- _Provided text_:
▽

Guardrails in AI growth to protect developing nations

Why in the News?

The United Nations General Assembly established a Global Dialogue on AI and an Independent International Scientific Panel on AI, marking the first attempt to create a global scientific body dedicated to this technology. This development has exposed a core tension: AI governance is simultaneously moving toward global coordination and fragmenting into competing national regulatory frameworks. The asymmetry between AI-capable and AI-dependent nations determines who controls both the risks and the benefits of this transition.

What is the current global AI governance landscape and why is it structurally insufficient?

  1. Parallel and voluntary structures: Most existing frameworks have voluntary participation, varying legal force, and focus on specific aspects, safety, ethics, or standards, with no common binding floor.
  2. EU AI Act 2024: The most comprehensive binding framework to date. It prioritises safe, transparent, non-discriminatory, and environmentally friendly AI. Its extraterritorial reach is limited to EU-market participants.
  3. UN Global Dialogue on AI: UNGA invited every country to participate. An Independent Scientific Panel makes periodic assessments to inform the Dialogue. It lacks enforcement authority.
  4. Annual global AI summits: The most recent edition was held in New Delhi in February 2025. Outcomes remain consultative and have not produced enforceable international agreements.
  5. Regulatory fragmentation: Each country developing its own framework forces companies to satisfy differing requirements across geographies, creating pressure to favour permissive jurisdictions.
  6. Innovation slowdown risk: Companies may roll out services only in regulatory-friendly markets, deepening access inequality for developing nations.

What makes global AI governance necessary?

  1. Cross-border technology: AI systems operate across jurisdictions and affect multiple countries simultaneously.
  2. Regulatory fragmentation: Different national regulations increase compliance costs and slow innovation.
  3. Unequal regulatory capacity: Many developing countries lack the expertise and institutions needed to regulate AI effectively.
  4. Global public impact: AI influences economic growth, governance, healthcare, education, and security.
  5. Need for common standards: Shared principles can improve safety, interoperability, and trust.

△

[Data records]
▽

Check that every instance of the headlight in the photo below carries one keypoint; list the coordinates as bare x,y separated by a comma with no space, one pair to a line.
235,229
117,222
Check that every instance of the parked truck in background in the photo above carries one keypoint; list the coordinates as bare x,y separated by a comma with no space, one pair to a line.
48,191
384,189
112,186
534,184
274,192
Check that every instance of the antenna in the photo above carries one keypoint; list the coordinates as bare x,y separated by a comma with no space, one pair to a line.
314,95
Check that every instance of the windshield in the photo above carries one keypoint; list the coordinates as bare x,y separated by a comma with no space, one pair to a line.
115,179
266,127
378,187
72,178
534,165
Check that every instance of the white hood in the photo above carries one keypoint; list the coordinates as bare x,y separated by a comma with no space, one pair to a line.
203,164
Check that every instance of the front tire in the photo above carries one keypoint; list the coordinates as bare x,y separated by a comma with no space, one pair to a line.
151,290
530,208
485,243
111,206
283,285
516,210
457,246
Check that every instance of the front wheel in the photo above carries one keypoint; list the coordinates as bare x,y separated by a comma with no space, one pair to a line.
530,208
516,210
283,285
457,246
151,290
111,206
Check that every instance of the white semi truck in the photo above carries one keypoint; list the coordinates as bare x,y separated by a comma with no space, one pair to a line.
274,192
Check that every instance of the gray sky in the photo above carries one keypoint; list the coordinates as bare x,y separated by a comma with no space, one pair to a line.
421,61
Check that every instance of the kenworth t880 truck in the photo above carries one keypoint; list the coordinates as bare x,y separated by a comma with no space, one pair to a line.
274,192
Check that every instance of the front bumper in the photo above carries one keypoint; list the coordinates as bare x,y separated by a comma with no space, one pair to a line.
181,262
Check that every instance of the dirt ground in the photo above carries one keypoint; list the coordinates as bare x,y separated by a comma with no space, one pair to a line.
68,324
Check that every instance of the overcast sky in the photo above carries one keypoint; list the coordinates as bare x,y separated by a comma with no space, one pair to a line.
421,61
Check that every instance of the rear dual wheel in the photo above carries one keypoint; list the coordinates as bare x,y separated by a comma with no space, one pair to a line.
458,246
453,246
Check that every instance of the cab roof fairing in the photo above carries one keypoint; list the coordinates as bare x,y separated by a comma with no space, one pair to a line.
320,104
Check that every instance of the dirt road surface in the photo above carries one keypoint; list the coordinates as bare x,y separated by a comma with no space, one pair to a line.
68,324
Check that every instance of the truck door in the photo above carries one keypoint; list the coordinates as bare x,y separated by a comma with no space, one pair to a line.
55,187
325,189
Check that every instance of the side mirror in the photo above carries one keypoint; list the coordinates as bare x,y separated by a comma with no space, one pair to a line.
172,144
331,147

△

- _Tasks and exercises_:
- A) Write out the part of the AI governance text from "5. Regulatory fragmentation: Each" up to and including "AI governance necessary?".
- B) Please pick out every line of the listing that contains the word "wheel", counting only matches in the same case.
The AI governance text and the listing have nothing to do with each other.

- _Solutions in order_:
- A)
5. Regulatory fragmentation: Each country developing its own framework forces companies to satisfy differing requirements across geographies, creating pressure to favour permissive jurisdictions.
  6. Innovation slowdown risk: Companies may roll out services only in regulatory-friendly markets, deepening access inequality for developing nations.

What makes global AI governance necessary?

- B)
Check that every instance of the front wheel in the photo above carries one keypoint; list the coordinates as bare x,y separated by a comma with no space, one pair to a line.
Check that every instance of the rear dual wheel in the photo above carries one keypoint; list the coordinates as bare x,y separated by a comma with no space, one pair to a line.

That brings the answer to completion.